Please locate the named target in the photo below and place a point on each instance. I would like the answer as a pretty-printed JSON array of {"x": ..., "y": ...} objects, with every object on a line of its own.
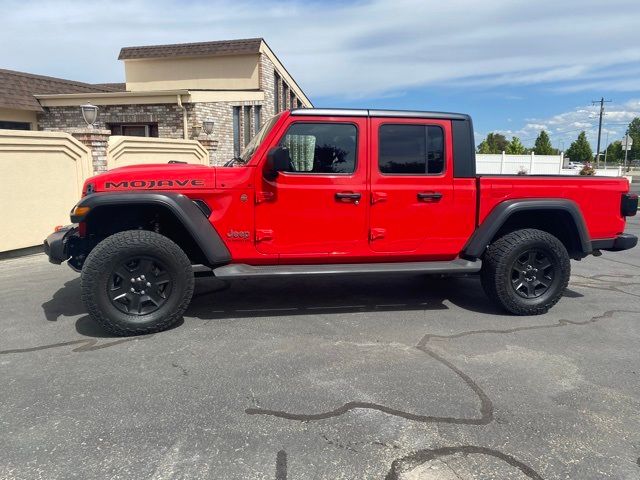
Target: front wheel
[
  {"x": 137, "y": 282},
  {"x": 526, "y": 271}
]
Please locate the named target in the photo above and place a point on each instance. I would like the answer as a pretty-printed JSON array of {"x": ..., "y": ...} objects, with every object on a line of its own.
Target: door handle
[
  {"x": 429, "y": 196},
  {"x": 355, "y": 197},
  {"x": 378, "y": 197}
]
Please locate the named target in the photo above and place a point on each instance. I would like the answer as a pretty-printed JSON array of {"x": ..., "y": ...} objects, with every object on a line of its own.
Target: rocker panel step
[{"x": 242, "y": 270}]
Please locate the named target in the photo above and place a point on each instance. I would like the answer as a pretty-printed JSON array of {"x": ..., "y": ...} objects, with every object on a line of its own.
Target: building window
[
  {"x": 285, "y": 95},
  {"x": 328, "y": 148},
  {"x": 411, "y": 149},
  {"x": 236, "y": 132},
  {"x": 256, "y": 118},
  {"x": 247, "y": 125},
  {"x": 276, "y": 93},
  {"x": 14, "y": 125},
  {"x": 134, "y": 129}
]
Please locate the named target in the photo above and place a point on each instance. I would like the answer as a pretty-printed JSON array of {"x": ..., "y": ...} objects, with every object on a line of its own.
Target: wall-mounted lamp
[
  {"x": 89, "y": 114},
  {"x": 207, "y": 126}
]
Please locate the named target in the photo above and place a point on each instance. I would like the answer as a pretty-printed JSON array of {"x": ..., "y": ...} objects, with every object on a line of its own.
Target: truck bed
[{"x": 597, "y": 197}]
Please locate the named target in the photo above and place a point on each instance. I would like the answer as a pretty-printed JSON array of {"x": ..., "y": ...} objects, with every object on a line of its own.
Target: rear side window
[
  {"x": 321, "y": 147},
  {"x": 411, "y": 149}
]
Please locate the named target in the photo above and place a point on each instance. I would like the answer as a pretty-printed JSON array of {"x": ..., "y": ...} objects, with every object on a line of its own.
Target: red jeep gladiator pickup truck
[{"x": 328, "y": 192}]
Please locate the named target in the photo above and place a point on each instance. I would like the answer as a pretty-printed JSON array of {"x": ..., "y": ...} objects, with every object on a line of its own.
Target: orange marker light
[{"x": 79, "y": 211}]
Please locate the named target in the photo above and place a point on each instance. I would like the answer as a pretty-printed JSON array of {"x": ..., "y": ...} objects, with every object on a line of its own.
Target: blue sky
[{"x": 516, "y": 66}]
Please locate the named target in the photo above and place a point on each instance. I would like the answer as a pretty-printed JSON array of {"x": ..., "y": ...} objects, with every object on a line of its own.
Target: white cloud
[
  {"x": 353, "y": 50},
  {"x": 564, "y": 127}
]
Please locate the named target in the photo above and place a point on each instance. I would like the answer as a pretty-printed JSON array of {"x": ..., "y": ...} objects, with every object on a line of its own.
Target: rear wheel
[
  {"x": 137, "y": 282},
  {"x": 526, "y": 271}
]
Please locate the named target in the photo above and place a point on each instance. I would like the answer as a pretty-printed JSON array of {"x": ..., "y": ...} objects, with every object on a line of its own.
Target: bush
[{"x": 587, "y": 170}]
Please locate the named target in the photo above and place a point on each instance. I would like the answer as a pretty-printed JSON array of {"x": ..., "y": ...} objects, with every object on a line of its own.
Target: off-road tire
[
  {"x": 111, "y": 252},
  {"x": 497, "y": 270}
]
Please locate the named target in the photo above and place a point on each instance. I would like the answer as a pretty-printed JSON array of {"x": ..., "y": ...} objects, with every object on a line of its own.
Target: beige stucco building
[{"x": 169, "y": 91}]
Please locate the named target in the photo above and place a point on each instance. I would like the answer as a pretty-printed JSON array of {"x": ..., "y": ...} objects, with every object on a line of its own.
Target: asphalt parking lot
[{"x": 401, "y": 377}]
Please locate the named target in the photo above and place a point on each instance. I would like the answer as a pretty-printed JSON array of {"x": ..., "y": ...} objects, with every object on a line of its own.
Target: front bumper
[
  {"x": 56, "y": 246},
  {"x": 624, "y": 241}
]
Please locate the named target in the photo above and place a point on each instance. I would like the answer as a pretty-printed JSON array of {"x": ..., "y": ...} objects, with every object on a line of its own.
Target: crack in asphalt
[
  {"x": 86, "y": 345},
  {"x": 415, "y": 459},
  {"x": 486, "y": 405},
  {"x": 611, "y": 286}
]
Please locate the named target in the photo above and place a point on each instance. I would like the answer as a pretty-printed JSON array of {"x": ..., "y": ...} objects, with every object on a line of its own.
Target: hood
[{"x": 161, "y": 176}]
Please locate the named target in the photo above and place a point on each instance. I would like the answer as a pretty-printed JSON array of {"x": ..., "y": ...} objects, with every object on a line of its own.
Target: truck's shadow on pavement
[
  {"x": 216, "y": 299},
  {"x": 308, "y": 296}
]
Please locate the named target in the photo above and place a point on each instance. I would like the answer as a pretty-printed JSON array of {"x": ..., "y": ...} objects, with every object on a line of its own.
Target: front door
[
  {"x": 411, "y": 187},
  {"x": 317, "y": 208}
]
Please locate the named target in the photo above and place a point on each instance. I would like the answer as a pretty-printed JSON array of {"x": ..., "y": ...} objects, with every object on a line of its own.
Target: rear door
[
  {"x": 317, "y": 208},
  {"x": 412, "y": 195}
]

════════════════

## STATED EXERCISE
Please list every line of the records above that contains the word "truck", matching case exactly.

## ANSWER
Target: truck bed
Target: red jeep gladiator pickup truck
Target: truck's shadow on pavement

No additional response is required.